▸ Ausgewählter Auszug:
· · · · · · ·

4.) Öffentliche Distanz:
Mit der öffentlichen Distanz ist der Abstand gemeint, der unbewusst von der betreffenden Person fremden Menschen gegenüber eingehalten wird. Das automatische Einhalten dieser Distanzen ist für uns eine selbstverständliche Umgangsform. Es handelt sich dabei um eine mehr oder weniger natürliche Verhaltensweise, die je nach regionaler Zugehörigkeit aber in den Abständen variieren kann. So kann z.B. in Nordamerika in ländlichen Regionen die persönliche Distanzzone durchaus bis zu 9 m betragen, jedoch nur bei Menschen, die allein in einem abgeschiedenen Gebiet leben.

Was passiert körperlich beim Unterschreiten der Distanzzonen:

Das Unterschreiten der üblichen Distanzzonen oder das plötzliche Verringern gleich mehrerer Distanzzonen führt unweigerlich bei dem Betreffenden zu einer Veränderung des körpereigenen Hormonhaushaltes. Es wird dabei Adrenalin ausgeschüttet, das dabei seine typischen Wirkungen, wie Erhöhung des Blutdruckes und der Herzfrequenz, entfaltet. Durch diese hormonellen Veränderungen wird der Körper auf Angriff oder Flucht vorbereitet. Das Bedürfnis zur Wiederherstellung der Distanz ruft bei den Personen ein körperliches Unwohlsein aus. Verbunden damit werden Signale zur Flucht gesendet. Der geneigte Leser kann dies in einem Selbstversuch testen.
Weihen Sie die Versuchsperson kurz in den nachfolgenden Ablauf ein, damit diese nicht zu sehr erschrickt. Sagen Sie der Versuchsperson, sie solle stehen bleiben, egal was passiere. Stellen Sie sich der Versuchsperson gegenüber in einer öffentlichen Distanz von ca. 2 bis 3 Metern auf. Dann Laufen/Gehen sie zügig die drei Schritte auf die Versuchsperson zu. Wichtig ist dabei eine hohe Geschwindigkeit. Überschreiten Sie die intime Distanz, bis sich die Nasenspitzen fast berühren. Sie werden jetzt erleben, dass die Versuchsperson einen Schritt nach hinten macht. Die Person selbst wird ihre Empfindungen als eine Art Flimmern bzw. Schockwellen mit einem hohen Bedürfnis zum Rückzug beschreiben. Dieser Versuch funktioniert nicht so gut mit Personen, die ohnehin das Recht haben, sich in der intimen Distanz aufzuhalten.

· · · · · · ·

▸ Gestellte Aufgabe 1:
Kannst du von den Zeilen unten den Abschnitt von der Zeile mit „point: bamboo pole“ bis zur letzten Zeile wortgetreu wiedergeben, beide Enden eingeschlossen?
Der Auszug und die Zeilen haben nichts miteinander zu tun.

· · · · · · ·

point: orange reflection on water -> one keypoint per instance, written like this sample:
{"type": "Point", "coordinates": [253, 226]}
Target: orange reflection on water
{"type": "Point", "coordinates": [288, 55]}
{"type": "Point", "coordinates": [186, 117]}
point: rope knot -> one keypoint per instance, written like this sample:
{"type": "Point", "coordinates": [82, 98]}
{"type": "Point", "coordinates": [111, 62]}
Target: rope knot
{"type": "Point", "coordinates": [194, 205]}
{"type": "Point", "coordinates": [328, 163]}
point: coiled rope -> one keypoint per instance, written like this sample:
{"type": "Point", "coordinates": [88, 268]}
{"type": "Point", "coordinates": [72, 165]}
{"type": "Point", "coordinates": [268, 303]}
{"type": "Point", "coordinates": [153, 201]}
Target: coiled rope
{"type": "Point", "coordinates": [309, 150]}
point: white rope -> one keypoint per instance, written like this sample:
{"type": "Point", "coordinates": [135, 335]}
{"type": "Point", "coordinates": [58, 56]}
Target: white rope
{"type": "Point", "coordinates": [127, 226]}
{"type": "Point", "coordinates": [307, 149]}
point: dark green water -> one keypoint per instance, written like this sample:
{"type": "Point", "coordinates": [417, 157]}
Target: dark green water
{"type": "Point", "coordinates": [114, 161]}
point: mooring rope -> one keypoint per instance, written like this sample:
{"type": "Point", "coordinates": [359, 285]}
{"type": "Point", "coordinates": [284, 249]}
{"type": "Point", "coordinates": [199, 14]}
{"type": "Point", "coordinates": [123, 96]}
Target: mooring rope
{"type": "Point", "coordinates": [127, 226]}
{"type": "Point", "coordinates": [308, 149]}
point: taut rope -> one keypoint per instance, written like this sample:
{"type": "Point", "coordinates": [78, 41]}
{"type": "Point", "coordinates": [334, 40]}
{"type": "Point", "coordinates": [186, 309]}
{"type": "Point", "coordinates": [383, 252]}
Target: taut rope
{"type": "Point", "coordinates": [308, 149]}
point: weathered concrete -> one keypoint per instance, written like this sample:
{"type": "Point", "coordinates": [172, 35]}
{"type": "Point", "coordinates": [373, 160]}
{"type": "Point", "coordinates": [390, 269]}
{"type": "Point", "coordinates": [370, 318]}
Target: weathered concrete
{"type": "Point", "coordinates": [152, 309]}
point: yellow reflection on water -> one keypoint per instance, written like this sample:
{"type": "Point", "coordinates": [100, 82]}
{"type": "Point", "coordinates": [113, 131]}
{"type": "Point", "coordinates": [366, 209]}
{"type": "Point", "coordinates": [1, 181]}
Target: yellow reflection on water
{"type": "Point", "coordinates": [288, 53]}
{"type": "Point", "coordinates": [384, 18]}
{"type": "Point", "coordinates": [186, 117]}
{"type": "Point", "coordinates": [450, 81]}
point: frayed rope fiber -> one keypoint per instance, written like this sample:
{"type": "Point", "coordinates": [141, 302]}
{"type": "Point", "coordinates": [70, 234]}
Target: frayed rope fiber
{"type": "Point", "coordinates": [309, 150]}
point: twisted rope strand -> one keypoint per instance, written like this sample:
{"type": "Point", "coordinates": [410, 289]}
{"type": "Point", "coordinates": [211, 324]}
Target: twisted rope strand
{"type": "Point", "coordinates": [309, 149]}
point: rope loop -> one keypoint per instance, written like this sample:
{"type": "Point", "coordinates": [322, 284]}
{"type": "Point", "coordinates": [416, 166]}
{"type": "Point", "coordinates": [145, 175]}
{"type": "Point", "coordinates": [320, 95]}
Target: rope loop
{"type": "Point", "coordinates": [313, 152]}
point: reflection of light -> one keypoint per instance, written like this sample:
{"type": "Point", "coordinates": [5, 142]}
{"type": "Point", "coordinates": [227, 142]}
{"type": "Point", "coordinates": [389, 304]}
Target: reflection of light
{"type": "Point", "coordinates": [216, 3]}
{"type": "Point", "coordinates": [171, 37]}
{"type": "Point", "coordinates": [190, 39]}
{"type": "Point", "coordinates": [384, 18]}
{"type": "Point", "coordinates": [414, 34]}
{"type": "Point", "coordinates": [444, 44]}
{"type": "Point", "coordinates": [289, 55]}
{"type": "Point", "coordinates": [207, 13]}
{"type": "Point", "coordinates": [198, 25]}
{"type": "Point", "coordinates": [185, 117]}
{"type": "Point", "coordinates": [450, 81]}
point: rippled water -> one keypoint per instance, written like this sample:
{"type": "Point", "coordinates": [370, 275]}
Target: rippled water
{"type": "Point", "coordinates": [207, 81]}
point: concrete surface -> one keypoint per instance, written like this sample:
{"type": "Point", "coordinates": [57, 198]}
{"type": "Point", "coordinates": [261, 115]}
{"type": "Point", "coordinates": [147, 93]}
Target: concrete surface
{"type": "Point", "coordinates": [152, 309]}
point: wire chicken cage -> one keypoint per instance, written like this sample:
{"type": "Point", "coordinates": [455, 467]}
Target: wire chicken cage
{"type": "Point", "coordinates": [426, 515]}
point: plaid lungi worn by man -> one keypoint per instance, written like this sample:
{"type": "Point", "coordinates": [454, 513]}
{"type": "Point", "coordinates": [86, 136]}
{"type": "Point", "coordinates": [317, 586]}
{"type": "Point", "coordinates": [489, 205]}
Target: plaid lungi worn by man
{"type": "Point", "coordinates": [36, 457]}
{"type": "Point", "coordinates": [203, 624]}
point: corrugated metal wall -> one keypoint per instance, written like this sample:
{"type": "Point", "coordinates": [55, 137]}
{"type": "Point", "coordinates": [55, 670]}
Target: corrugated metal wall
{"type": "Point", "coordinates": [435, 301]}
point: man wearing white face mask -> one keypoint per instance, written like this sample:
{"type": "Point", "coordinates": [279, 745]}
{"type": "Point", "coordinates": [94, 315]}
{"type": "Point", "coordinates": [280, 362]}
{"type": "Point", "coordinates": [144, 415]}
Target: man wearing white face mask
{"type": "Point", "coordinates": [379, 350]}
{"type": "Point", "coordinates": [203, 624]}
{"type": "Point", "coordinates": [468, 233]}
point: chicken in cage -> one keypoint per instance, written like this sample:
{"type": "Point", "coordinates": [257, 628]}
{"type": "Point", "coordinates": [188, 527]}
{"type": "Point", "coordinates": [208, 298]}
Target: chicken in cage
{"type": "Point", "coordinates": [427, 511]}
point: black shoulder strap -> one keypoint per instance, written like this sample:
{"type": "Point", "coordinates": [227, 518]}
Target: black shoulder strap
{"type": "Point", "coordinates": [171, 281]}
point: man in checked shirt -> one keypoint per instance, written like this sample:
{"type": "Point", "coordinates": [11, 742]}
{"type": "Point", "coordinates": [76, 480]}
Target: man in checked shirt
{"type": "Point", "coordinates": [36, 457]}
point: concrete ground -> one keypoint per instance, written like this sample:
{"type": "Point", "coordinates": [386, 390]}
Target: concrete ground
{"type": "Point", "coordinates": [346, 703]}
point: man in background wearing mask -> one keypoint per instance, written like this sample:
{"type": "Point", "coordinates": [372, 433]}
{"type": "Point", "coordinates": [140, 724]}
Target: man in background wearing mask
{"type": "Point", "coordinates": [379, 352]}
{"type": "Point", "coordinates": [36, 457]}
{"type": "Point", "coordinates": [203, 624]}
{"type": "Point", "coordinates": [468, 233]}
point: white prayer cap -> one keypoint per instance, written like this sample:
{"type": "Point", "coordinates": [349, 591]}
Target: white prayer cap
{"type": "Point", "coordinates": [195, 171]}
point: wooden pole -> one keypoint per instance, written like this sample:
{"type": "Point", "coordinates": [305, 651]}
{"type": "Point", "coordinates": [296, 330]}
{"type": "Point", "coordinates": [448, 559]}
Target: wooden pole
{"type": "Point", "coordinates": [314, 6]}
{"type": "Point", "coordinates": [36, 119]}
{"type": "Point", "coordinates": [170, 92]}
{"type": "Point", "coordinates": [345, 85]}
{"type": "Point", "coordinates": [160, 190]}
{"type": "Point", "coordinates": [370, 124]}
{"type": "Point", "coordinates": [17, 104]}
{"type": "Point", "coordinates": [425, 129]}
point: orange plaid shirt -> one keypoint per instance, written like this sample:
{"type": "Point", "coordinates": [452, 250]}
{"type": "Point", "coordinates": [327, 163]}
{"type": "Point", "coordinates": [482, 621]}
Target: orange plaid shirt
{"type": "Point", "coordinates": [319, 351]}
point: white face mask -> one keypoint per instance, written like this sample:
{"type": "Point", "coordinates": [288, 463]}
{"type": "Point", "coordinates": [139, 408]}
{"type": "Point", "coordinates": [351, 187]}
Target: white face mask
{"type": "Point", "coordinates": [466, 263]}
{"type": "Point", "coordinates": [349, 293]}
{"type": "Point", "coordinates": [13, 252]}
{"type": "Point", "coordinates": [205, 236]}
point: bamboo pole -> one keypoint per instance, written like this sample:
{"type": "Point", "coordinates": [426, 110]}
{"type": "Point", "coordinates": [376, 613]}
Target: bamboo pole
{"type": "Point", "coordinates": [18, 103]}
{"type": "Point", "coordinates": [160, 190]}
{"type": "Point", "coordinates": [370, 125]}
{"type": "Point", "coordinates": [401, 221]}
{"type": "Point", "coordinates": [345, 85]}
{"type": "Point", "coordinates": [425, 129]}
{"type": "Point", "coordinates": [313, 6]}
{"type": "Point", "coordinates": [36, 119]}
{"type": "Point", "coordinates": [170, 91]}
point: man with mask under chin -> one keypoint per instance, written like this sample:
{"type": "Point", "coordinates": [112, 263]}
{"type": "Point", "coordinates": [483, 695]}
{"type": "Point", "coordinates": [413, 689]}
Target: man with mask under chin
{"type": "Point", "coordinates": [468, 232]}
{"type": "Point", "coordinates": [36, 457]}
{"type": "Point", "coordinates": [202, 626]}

· · · · · · ·

▸ Gestellte Aufgabe 2:
Schreib aus dem Auszug über Distanzzonen den Abschnitt von „Weihen Sie die“ bis „intimen Distanz aufzuhalten.“ wortgetreu ab.

▸ Lösung der Aufgabe 1:
point: bamboo pole -> one keypoint per instance, written like this sample:
{"type": "Point", "coordinates": [426, 110]}
{"type": "Point", "coordinates": [376, 613]}
Target: bamboo pole
{"type": "Point", "coordinates": [18, 103]}
{"type": "Point", "coordinates": [160, 190]}
{"type": "Point", "coordinates": [370, 125]}
{"type": "Point", "coordinates": [401, 221]}
{"type": "Point", "coordinates": [345, 85]}
{"type": "Point", "coordinates": [425, 129]}
{"type": "Point", "coordinates": [313, 6]}
{"type": "Point", "coordinates": [36, 119]}
{"type": "Point", "coordinates": [170, 91]}
point: man with mask under chin -> one keypoint per instance, written like this sample:
{"type": "Point", "coordinates": [112, 263]}
{"type": "Point", "coordinates": [483, 695]}
{"type": "Point", "coordinates": [413, 689]}
Target: man with mask under chin
{"type": "Point", "coordinates": [468, 232]}
{"type": "Point", "coordinates": [36, 457]}
{"type": "Point", "coordinates": [202, 626]}

▸ Lösung der Aufgabe 2:
Weihen Sie die Versuchsperson kurz in den nachfolgenden Ablauf ein, damit diese nicht zu sehr erschrickt. Sagen Sie der Versuchsperson, sie solle stehen bleiben, egal was passiere. Stellen Sie sich der Versuchsperson gegenüber in einer öffentlichen Distanz von ca. 2 bis 3 Metern auf. Dann Laufen/Gehen sie zügig die drei Schritte auf die Versuchsperson zu. Wichtig ist dabei eine hohe Geschwindigkeit. Überschreiten Sie die intime Distanz, bis sich die Nasenspitzen fast berühren. Sie werden jetzt erleben, dass die Versuchsperson einen Schritt nach hinten macht. Die Person selbst wird ihre Empfindungen als eine Art Flimmern bzw. Schockwellen mit einem hohen Bedürfnis zum Rückzug beschreiben. Dieser Versuch funktioniert nicht so gut mit Personen, die ohnehin das Recht haben, sich in der intimen Distanz aufzuhalten.